**TASK GOAL**
Transcribe each of the entries exactly.

**MATERIAL FOR THIS EXERCISE**
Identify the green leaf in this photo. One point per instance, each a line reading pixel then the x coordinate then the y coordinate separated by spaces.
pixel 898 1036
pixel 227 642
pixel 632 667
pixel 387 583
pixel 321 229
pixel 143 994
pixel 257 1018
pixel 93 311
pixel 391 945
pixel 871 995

**WRITTEN RESPONSE**
Identify the green leaf in this photo. One point per instance, each a line reading pixel then the x coordinate then the y coordinate separated by spaces.
pixel 898 1036
pixel 227 642
pixel 632 667
pixel 387 583
pixel 321 229
pixel 143 994
pixel 257 1018
pixel 93 311
pixel 391 945
pixel 871 995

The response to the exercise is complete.